[[ TEXT, beginning ]]

Some of the best spy novels seem to take place in WWII and Follett delivers with this thriller, which was also made into a movie. The Allies invasion of D-Day was meticulously planned and deception proved to be a key point of that planning. A dummy invasion force was set up to divert Hitler from realizing the true landing spot. Unfortunately, one German spy, The Needle, discovers the plot and is determined to get the information to the Axis and ensure the failure of the D-Day invasion. MI5 is hot on his trail but it turns out to be ordinary citizens that stand in his way of returning to Germany. Follett, as always, writes clever characters and really brings them to life. You end up rooting for both sides in this taut thriller and the climax is outstanding. It’s not as technical as a Clancy novel or as cynical as a Thomas novel, it’s just a solid, well-plotted thriller.
“Perhaps it’s a world I’m not cut out for. When we were fighting the PLO or Black September, it was simple Newtonian physics. Hit them here, squeeze them there. Watch them, listen to them, identify the members of their organization, and eliminate their leadership. Now we’re fighting a movement – a cancer that has metastasized to every vital organ of the body. It’s like trying to capture fog in a glass. The old rules don’t apply.”

[[ TEXT, end ]]
[[ DATASET ENTRIES, beginning ]]

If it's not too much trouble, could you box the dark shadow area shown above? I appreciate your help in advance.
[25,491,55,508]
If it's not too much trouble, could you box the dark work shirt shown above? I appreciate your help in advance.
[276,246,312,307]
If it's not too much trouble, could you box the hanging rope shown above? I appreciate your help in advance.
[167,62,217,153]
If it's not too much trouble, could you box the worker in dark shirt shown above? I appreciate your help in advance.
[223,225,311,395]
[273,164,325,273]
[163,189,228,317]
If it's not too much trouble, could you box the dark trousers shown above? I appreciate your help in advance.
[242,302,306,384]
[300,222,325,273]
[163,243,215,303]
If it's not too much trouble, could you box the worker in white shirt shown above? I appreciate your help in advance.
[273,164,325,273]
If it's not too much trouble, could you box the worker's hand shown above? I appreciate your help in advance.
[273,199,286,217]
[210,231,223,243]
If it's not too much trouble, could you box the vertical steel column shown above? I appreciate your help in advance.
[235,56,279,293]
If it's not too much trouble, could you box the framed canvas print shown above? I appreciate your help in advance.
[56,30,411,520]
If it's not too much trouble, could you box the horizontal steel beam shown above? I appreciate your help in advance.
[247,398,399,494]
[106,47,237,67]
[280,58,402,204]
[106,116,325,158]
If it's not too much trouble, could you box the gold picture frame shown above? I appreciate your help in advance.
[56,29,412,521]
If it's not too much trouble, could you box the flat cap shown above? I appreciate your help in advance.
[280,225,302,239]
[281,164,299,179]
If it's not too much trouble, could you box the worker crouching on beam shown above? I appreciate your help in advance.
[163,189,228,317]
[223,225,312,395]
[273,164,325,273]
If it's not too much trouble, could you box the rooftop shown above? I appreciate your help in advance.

[[ DATASET ENTRIES, end ]]

**TASKS TO PERFORM:**
a) List every novelist's surname mentioned in the spy fiction text.
b) In the spy fiction text, who stands in The Needle's way of returning to Germany?
c) Please decide whether each statement agrees with the spy fiction text, answering yes or no and quoting the deciding words: (i) The Needle is a British agent. (ii) The thriller was adapted into a movie. (iii) The speaker in the quoted passage says the old rules still apply.

**EXERCISE ANSWERS:**
a) Follett, Clancy, Thomas

b) Ordinary citizens.

c)
(i) No: "one German spy, The Needle"
(ii) Yes: "which was also made into a movie"
(iii) No: "The old rules don’t apply."